Prompt:
The answer is the set of lines that include "wooden", copied from the data below.

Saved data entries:
BEGIN

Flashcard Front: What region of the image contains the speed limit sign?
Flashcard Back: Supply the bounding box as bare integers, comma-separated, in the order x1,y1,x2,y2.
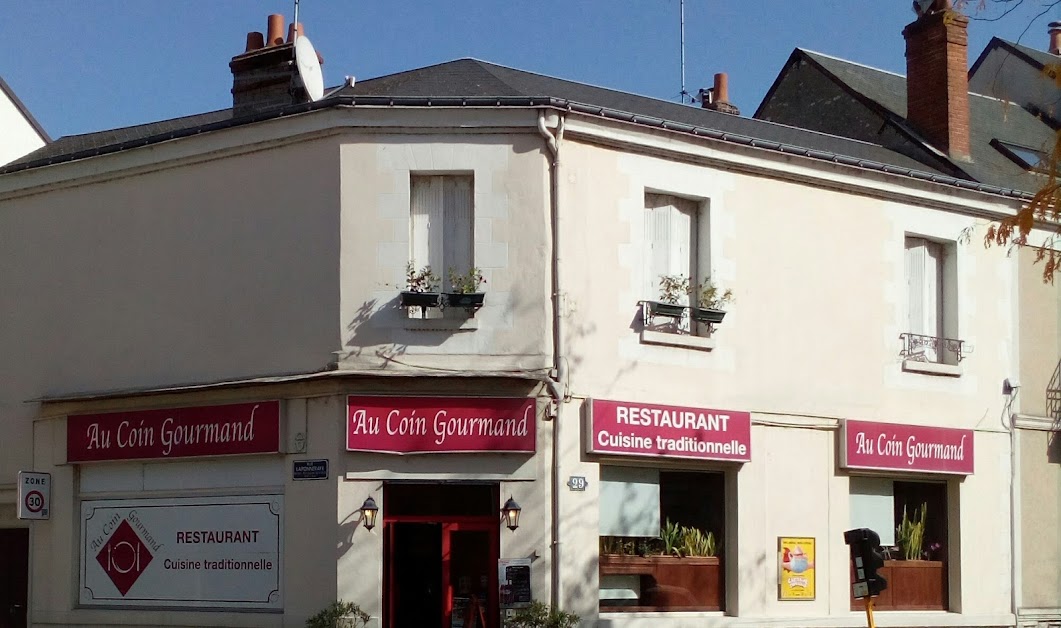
17,471,51,520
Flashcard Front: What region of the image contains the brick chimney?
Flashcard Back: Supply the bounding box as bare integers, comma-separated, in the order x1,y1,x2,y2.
1049,21,1061,55
229,14,321,116
699,73,740,115
903,0,970,160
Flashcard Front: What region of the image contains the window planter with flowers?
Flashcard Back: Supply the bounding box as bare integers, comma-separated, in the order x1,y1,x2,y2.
442,267,486,311
643,275,733,330
399,263,441,313
851,502,947,611
599,520,724,612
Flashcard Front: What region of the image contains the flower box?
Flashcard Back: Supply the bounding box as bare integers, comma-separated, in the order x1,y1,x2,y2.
399,291,441,309
644,301,687,319
850,560,947,611
599,554,723,611
442,292,485,310
691,307,726,324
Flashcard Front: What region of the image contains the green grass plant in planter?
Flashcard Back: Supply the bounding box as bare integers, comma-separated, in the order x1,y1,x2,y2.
681,526,718,557
660,518,684,556
896,502,927,560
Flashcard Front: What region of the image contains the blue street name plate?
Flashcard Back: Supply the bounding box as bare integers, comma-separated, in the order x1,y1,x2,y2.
293,459,329,480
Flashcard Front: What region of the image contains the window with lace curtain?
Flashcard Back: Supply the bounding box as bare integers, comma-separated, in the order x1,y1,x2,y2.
409,174,474,318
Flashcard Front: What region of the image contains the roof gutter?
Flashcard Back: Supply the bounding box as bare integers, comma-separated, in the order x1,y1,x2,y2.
0,95,1034,203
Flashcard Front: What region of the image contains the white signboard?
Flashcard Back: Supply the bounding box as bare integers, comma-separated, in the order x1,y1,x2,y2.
17,471,51,520
80,495,282,609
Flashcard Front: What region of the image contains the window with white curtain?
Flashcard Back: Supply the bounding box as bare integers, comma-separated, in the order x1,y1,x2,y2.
410,175,474,316
644,193,698,304
904,236,957,363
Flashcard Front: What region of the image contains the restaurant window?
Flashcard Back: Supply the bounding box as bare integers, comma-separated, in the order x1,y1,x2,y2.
850,477,949,611
599,467,725,612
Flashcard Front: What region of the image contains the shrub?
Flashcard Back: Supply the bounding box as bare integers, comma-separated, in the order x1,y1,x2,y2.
507,601,580,628
305,600,370,628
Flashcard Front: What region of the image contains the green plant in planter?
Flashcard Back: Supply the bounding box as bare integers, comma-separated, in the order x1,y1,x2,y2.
658,274,692,305
681,526,718,557
660,518,684,556
305,600,370,628
695,277,734,311
600,536,631,556
507,601,580,628
404,261,440,293
896,502,927,561
447,266,487,294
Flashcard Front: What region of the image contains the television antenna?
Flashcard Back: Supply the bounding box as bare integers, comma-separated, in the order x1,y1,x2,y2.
680,0,689,103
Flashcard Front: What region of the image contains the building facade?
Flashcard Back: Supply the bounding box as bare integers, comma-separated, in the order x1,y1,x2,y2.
0,9,1052,628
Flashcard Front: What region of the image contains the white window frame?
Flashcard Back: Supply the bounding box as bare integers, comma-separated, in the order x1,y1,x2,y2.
903,235,960,367
409,174,474,318
641,192,712,339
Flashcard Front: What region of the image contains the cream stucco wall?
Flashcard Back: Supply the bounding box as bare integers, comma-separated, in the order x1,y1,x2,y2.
26,374,550,627
0,136,343,495
1019,429,1061,610
336,132,552,373
561,138,1015,425
555,126,1018,627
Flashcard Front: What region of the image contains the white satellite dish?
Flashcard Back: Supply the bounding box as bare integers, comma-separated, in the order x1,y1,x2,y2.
294,35,324,102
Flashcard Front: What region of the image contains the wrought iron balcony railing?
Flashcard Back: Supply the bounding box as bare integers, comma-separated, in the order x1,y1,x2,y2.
899,332,967,364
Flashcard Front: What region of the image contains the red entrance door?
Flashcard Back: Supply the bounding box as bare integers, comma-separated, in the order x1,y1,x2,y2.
383,484,500,628
0,529,28,628
443,522,498,628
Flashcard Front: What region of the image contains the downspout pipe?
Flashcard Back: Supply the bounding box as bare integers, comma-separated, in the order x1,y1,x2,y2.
537,109,567,611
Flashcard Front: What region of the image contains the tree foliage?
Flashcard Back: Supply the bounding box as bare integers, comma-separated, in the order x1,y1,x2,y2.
955,0,1061,282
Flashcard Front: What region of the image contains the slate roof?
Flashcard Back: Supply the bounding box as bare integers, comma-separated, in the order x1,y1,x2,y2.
971,37,1061,74
757,48,1055,194
0,58,1001,193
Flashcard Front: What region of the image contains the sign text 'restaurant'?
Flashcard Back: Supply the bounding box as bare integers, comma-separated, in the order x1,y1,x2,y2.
588,399,751,462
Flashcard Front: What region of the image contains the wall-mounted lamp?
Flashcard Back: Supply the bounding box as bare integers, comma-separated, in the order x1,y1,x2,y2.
360,496,379,531
501,496,521,531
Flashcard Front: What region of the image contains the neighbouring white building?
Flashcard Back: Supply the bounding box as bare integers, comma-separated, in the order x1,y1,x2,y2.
0,8,1053,628
0,76,48,166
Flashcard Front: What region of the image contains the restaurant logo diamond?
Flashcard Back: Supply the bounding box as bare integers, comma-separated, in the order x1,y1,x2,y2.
95,520,153,596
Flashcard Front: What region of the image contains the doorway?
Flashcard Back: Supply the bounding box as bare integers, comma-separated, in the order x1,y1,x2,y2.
384,484,500,628
0,528,28,628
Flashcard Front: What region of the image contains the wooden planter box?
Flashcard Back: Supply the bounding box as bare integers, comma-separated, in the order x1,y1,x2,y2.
600,554,724,611
851,560,947,611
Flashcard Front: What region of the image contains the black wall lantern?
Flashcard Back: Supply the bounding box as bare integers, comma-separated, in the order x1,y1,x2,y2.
501,496,521,531
360,496,379,531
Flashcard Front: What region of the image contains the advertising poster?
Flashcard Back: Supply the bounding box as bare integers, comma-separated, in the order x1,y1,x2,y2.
778,537,815,600
80,495,282,609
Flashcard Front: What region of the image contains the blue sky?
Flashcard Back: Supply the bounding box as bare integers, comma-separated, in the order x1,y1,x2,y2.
3,1,1058,139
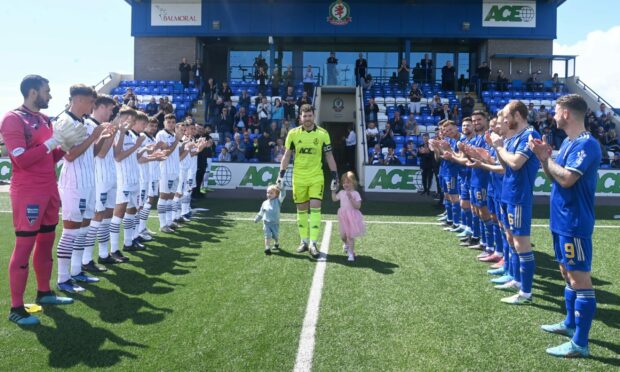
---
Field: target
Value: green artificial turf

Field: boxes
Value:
[0,196,618,371]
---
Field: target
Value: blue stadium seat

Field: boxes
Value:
[511,79,523,91]
[394,136,405,145]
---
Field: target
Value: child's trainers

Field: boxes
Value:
[273,243,280,250]
[347,253,355,262]
[264,248,272,255]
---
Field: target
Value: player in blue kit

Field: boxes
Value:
[529,94,600,358]
[489,101,540,305]
[431,120,462,230]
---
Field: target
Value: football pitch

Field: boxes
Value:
[0,194,618,371]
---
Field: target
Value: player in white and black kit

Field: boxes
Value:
[109,108,146,260]
[174,124,193,223]
[143,117,163,239]
[80,95,119,271]
[156,114,184,233]
[134,117,167,242]
[56,85,103,293]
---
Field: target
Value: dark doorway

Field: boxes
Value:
[322,122,354,175]
[203,43,228,84]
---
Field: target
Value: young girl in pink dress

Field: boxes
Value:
[331,171,365,261]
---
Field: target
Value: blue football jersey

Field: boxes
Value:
[458,135,473,182]
[550,132,601,239]
[470,134,490,188]
[445,137,461,177]
[500,127,541,205]
[488,147,504,199]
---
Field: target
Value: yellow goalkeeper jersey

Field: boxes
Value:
[284,125,332,185]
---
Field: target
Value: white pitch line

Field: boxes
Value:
[0,210,618,228]
[293,221,332,372]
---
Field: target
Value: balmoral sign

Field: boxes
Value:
[151,0,202,27]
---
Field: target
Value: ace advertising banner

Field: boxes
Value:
[151,0,202,27]
[363,165,620,196]
[482,0,536,28]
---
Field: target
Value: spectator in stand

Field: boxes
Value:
[369,144,384,165]
[390,111,405,135]
[417,133,434,195]
[527,102,538,128]
[526,72,541,91]
[297,91,312,108]
[272,98,284,126]
[344,124,356,171]
[122,87,136,104]
[397,59,410,89]
[441,60,456,91]
[596,103,610,119]
[451,105,459,122]
[225,99,237,118]
[460,92,475,119]
[408,83,423,114]
[355,53,368,86]
[257,66,268,96]
[366,121,379,148]
[495,69,509,91]
[270,67,281,97]
[476,61,491,91]
[551,73,561,93]
[145,97,158,116]
[230,133,245,162]
[283,86,296,121]
[219,81,233,102]
[234,106,248,133]
[280,119,291,140]
[400,140,417,165]
[361,74,374,89]
[127,98,137,109]
[217,106,233,143]
[412,63,423,84]
[179,57,192,88]
[537,105,549,130]
[380,122,396,149]
[303,65,315,96]
[457,74,468,92]
[429,95,442,112]
[283,65,294,88]
[389,72,399,85]
[258,97,272,132]
[257,130,275,162]
[254,92,265,106]
[204,77,217,102]
[273,138,286,163]
[384,147,401,165]
[267,121,279,140]
[218,146,231,162]
[327,52,338,85]
[192,60,203,88]
[238,90,251,111]
[435,103,452,120]
[248,112,261,134]
[366,97,379,122]
[420,53,433,83]
[223,135,234,152]
[243,132,256,159]
[405,116,420,136]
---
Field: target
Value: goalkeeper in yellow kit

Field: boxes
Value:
[277,104,338,258]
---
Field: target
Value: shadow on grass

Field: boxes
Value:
[270,249,399,274]
[26,307,145,369]
[589,338,620,367]
[77,285,173,325]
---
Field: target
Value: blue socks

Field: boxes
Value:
[472,214,480,239]
[502,234,510,272]
[452,203,461,225]
[445,200,453,223]
[573,289,596,347]
[563,284,576,328]
[510,247,519,281]
[463,208,472,230]
[494,223,504,254]
[518,251,535,295]
[484,219,495,252]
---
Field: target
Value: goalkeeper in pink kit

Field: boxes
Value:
[0,75,87,326]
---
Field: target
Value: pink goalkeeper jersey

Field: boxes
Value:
[0,106,64,190]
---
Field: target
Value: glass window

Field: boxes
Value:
[458,52,470,79]
[229,50,291,80]
[435,53,454,82]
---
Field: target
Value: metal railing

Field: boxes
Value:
[93,73,113,92]
[357,86,368,165]
[229,65,322,85]
[575,78,617,116]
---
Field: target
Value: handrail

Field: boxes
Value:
[229,65,322,84]
[93,73,113,92]
[575,78,617,115]
[357,86,368,165]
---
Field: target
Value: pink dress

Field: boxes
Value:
[336,190,366,238]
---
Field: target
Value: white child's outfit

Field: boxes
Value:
[255,189,286,243]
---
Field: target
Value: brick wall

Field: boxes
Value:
[134,37,197,81]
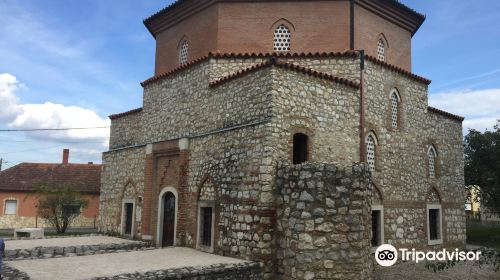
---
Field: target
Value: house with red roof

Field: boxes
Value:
[0,149,101,229]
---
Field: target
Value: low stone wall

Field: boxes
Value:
[0,214,97,229]
[4,241,151,261]
[275,162,373,280]
[91,262,263,280]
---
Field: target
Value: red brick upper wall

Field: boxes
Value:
[146,0,425,74]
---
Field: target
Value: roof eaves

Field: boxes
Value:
[365,55,431,85]
[428,106,465,122]
[209,58,360,89]
[141,55,210,87]
[109,108,143,120]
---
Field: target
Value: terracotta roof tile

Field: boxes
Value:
[140,55,209,87]
[141,51,430,87]
[209,58,360,89]
[364,55,431,85]
[428,106,464,122]
[0,163,101,194]
[109,108,143,120]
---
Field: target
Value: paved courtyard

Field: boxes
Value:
[6,247,248,280]
[374,261,499,280]
[5,236,140,250]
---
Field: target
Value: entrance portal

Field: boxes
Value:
[162,192,176,247]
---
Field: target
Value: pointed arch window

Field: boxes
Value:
[428,146,438,178]
[274,25,291,52]
[390,89,401,129]
[377,39,385,61]
[366,133,378,172]
[179,40,189,65]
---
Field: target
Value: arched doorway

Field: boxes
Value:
[157,188,177,247]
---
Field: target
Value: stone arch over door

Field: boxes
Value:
[196,175,219,253]
[157,186,178,247]
[119,179,140,237]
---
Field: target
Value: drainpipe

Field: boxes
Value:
[359,50,366,162]
[350,0,355,50]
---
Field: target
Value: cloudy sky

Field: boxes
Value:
[0,0,499,167]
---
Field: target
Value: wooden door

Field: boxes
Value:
[162,192,176,247]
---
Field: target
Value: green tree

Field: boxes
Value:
[36,183,88,233]
[464,120,500,213]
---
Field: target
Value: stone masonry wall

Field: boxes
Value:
[363,60,466,249]
[109,111,143,150]
[99,147,145,236]
[275,162,372,280]
[0,214,96,229]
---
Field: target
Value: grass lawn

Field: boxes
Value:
[467,222,500,249]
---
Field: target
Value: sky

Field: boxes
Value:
[0,0,499,167]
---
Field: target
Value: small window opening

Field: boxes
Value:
[428,208,441,240]
[371,210,382,246]
[293,133,308,164]
[5,200,17,215]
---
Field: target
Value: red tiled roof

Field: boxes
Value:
[109,107,143,120]
[209,58,360,89]
[141,51,430,87]
[428,106,464,122]
[0,163,102,194]
[140,55,210,87]
[365,55,432,85]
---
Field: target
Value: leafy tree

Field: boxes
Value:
[464,120,500,213]
[36,183,88,233]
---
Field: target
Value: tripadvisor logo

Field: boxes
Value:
[375,244,398,267]
[375,244,482,267]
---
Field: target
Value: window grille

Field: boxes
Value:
[428,147,437,178]
[274,25,291,52]
[179,40,189,65]
[377,39,385,61]
[366,135,376,172]
[391,91,399,128]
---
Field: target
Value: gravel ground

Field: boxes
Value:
[5,236,139,250]
[6,247,246,280]
[374,261,500,280]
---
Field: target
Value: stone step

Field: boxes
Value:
[4,241,152,261]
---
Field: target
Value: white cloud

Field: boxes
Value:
[0,73,23,122]
[0,73,110,147]
[430,89,500,132]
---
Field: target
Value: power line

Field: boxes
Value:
[0,126,110,132]
[0,145,68,155]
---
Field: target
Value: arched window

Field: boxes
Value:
[428,146,437,178]
[390,89,401,129]
[366,133,378,172]
[274,25,291,52]
[293,133,308,164]
[377,39,385,61]
[179,40,189,65]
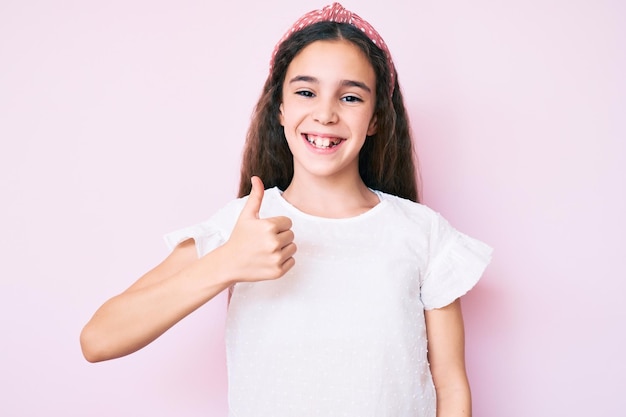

END

Answer to this exercise:
Flashcard Front: What region of the image contains the wooden planter box?
Value: wooden door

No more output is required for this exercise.